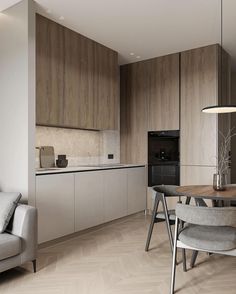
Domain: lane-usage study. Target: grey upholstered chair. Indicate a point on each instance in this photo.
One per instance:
(161, 193)
(207, 229)
(19, 243)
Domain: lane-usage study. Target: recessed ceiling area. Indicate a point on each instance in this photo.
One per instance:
(146, 28)
(4, 4)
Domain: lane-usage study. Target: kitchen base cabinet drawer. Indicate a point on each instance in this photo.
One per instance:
(88, 200)
(137, 191)
(114, 194)
(55, 204)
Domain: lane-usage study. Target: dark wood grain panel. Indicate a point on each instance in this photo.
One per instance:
(49, 72)
(77, 79)
(134, 90)
(163, 99)
(199, 88)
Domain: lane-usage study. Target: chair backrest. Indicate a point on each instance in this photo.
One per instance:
(206, 216)
(167, 190)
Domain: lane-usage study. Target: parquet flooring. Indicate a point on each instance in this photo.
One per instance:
(112, 260)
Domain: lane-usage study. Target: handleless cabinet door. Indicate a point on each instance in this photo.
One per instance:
(114, 193)
(55, 204)
(106, 85)
(137, 189)
(49, 72)
(199, 88)
(133, 122)
(88, 199)
(163, 98)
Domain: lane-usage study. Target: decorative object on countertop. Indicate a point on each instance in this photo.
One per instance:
(46, 156)
(219, 182)
(62, 161)
(224, 160)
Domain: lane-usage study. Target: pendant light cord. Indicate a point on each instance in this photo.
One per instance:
(221, 49)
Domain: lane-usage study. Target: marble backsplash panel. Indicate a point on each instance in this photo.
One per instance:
(80, 146)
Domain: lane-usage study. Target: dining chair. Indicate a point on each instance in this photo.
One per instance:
(208, 229)
(161, 193)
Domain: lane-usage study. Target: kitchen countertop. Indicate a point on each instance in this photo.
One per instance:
(74, 169)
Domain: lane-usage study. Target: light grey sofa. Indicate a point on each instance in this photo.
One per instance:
(19, 243)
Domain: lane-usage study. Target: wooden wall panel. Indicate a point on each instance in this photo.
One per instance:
(163, 99)
(49, 72)
(199, 88)
(77, 79)
(133, 123)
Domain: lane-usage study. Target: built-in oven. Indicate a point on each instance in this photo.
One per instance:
(163, 158)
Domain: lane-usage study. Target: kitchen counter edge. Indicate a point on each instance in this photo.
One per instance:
(82, 169)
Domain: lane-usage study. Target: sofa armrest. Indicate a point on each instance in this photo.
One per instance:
(24, 225)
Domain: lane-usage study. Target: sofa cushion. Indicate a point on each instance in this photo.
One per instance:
(10, 245)
(8, 203)
(209, 237)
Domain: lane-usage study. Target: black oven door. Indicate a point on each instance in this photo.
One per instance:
(166, 174)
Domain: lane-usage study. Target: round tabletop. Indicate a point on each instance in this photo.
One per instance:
(207, 192)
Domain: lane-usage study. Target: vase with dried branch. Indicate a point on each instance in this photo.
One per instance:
(223, 160)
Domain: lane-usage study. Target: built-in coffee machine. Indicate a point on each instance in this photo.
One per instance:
(163, 158)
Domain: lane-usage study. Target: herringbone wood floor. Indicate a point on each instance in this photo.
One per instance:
(111, 260)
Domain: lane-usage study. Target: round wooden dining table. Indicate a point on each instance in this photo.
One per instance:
(207, 192)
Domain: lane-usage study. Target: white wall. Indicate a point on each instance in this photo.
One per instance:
(17, 99)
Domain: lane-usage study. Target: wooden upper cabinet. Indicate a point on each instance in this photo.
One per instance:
(163, 98)
(79, 69)
(49, 72)
(199, 88)
(133, 122)
(106, 88)
(77, 79)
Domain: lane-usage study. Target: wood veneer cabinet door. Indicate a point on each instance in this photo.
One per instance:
(49, 72)
(133, 125)
(79, 81)
(199, 88)
(163, 98)
(106, 85)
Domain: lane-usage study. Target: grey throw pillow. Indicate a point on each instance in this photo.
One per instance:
(8, 203)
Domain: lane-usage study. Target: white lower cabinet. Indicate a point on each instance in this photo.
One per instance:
(88, 199)
(55, 204)
(73, 202)
(115, 193)
(137, 189)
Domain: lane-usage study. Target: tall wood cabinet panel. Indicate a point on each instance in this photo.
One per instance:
(106, 88)
(78, 83)
(149, 96)
(199, 88)
(133, 109)
(77, 79)
(163, 98)
(49, 72)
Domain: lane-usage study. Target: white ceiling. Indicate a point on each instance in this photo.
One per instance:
(148, 28)
(4, 4)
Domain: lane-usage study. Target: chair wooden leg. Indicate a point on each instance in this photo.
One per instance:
(184, 259)
(193, 258)
(154, 213)
(172, 284)
(34, 265)
(167, 222)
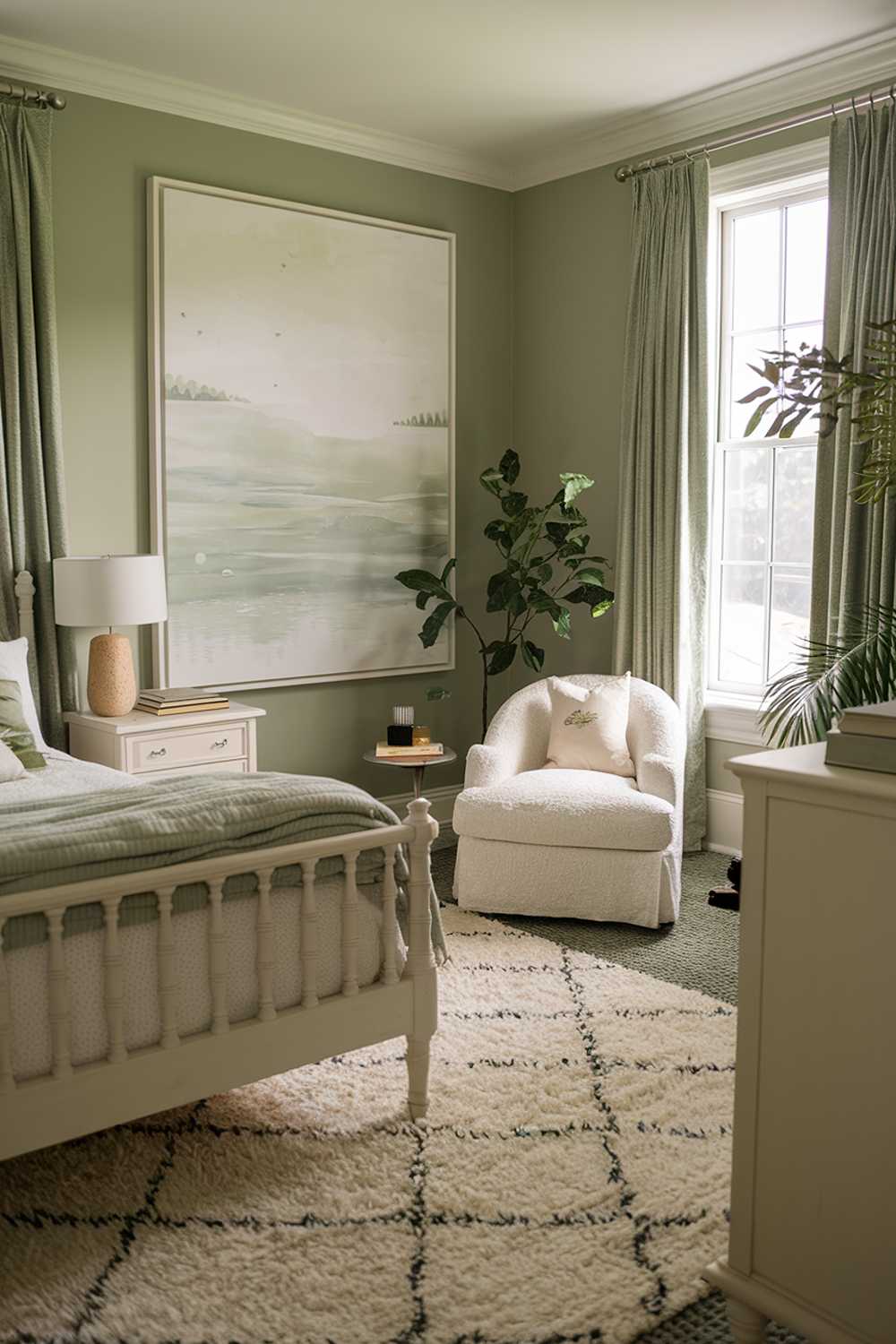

----

GOAL OF THE EXERCISE:
An exact copy of the entries, minus the pictures, is what to return.

SOLUTION TO THIS PROBLEM:
Domain: lane-usage study. Target: grey upholstered chair. Indicate a point on each instance in this photo.
One per instance:
(161, 193)
(207, 229)
(19, 243)
Domain: lane-usage study. Target: recessed ceiling area. Indicate a point on each instance in this photo.
One per instance:
(146, 28)
(4, 4)
Domain: lane-usage study. Target: kitchen base cabinet drawer. Indicate a point on each instance in this photo.
One per instance:
(88, 200)
(137, 191)
(114, 194)
(55, 204)
Domain: lane-usage study. Target: dark wood grain panel. Indicate a point on each instance in this photo.
One per instance:
(49, 72)
(77, 79)
(134, 90)
(163, 99)
(199, 88)
Domain: lane-usage study. Target: chair backrest. Indicate a point on each instance in this photo.
One per instance:
(206, 216)
(167, 190)
Domain: lane-usage study. Target: parquet flooring. Indicate a point on each instance in this photo.
One per instance:
(112, 260)
Domain: lane-usage study. Target: handleless cabinet door. Indicate a point on each instance in this photo.
One per instance:
(114, 193)
(55, 204)
(106, 85)
(137, 189)
(49, 72)
(199, 88)
(133, 122)
(88, 199)
(163, 98)
Domain: lane-usage study. Target: decorative object on countertop. Indicate a point on each instance in this photo.
One per instance:
(46, 156)
(219, 182)
(62, 161)
(224, 160)
Domain: lane-usage study. Target: pendant light cord. Indicate a point on each instance in this photo.
One per instance:
(221, 49)
Domain: lane-usage study. Target: marble backsplash panel. Indicate a point on each instance in this photo.
One per instance:
(80, 146)
Domain: lane-usage study. Target: dining chair. Indicate a point on each instance in this photo.
One per instance:
(208, 229)
(161, 193)
Domain: lane-usage study. Target: kitchen countertop. Indicate a point on each instance in this photo.
One per instance:
(74, 169)
Domain: lane-usage study. Target: light grey sofa. Indicate a point on each instance in this photo.
One per instance:
(19, 243)
Domain: lane-usage study. Target: wooden wall panel. Indicate a point on each instance in this photo.
One per instance:
(163, 99)
(49, 72)
(199, 88)
(77, 79)
(133, 123)
Domain: lane-usage study. Target: built-in oven. Indicate a point on each instance in this photo.
One per instance:
(163, 158)
Domain: lane-usage study. Target: kitchen counter edge. Indicate a point on each instance in this photo.
One per instance:
(82, 169)
Domain: lane-usage study. Target: sofa armrest. Indicate a point on each instance in this photo.
One per instance:
(24, 225)
Domain: lane-usage study. Target: sofa cushion. Indicate a point on each instance in this photo.
One per instance:
(10, 245)
(8, 203)
(209, 237)
Domain: lane-usage study. Target: black oven door. Indicate a point on each instance in this photo.
One per instance:
(166, 174)
Domain: lane-usage study. Target: round tabletop. Indicate a point on each instance in this photo.
One per instance:
(207, 192)
Domain: lane-usage study. Target: vase with dried branch. Indicate a point on each instance in this photo.
One per instance:
(223, 160)
Domain: lane-usage study. Target: built-in coffee machine. Indicate a point on each instance in this photo.
One per instance:
(163, 158)
Domain: lane-usage study. Target: herringbone wood floor. Indicate a point on each instance in this photo.
One per instance:
(111, 260)
Domain: lane-usage study. Target: round wooden dining table. Indicate a point on each instance in this photo.
One per instance:
(207, 192)
Domain: lane-usage study. Target: white wall. Indicate a point on each instance in this photo.
One per instance:
(17, 99)
Domain: lane-usage study. Target: wooden upper cabinet. Indicate a point on each instance in this photo.
One per instance:
(163, 98)
(79, 69)
(49, 72)
(199, 88)
(133, 122)
(106, 88)
(77, 79)
Domain: lane-usage study. Target: wood veneer cabinet door. Indicate a point on each instance in this photo.
One per instance:
(49, 72)
(133, 125)
(79, 81)
(199, 88)
(163, 98)
(106, 85)
Domain: lane-usage study. Target: grey throw pillow. Indicate a point on each instance in this photo.
One per instance:
(8, 203)
Domain: lane-usage study. Target: white lower cabinet. Indicate a point on each instance in this photo.
One per instance:
(88, 199)
(55, 204)
(73, 202)
(115, 193)
(137, 189)
Domain: lane-usage study. Target: tall wood cabinet panel. Indicate a point on each instance in this photo.
One per instance:
(106, 88)
(78, 83)
(149, 96)
(199, 88)
(133, 109)
(77, 79)
(163, 98)
(49, 72)
Domain: lane-usage study. Target: white ceiling. Indicate a point on each instance in this photo.
One per instance:
(148, 28)
(4, 4)
Domain: lane-usage study. Target: chair wooden leg. Indicate a point on each instance in this photo.
One per instance:
(184, 259)
(193, 258)
(154, 213)
(172, 284)
(34, 265)
(167, 222)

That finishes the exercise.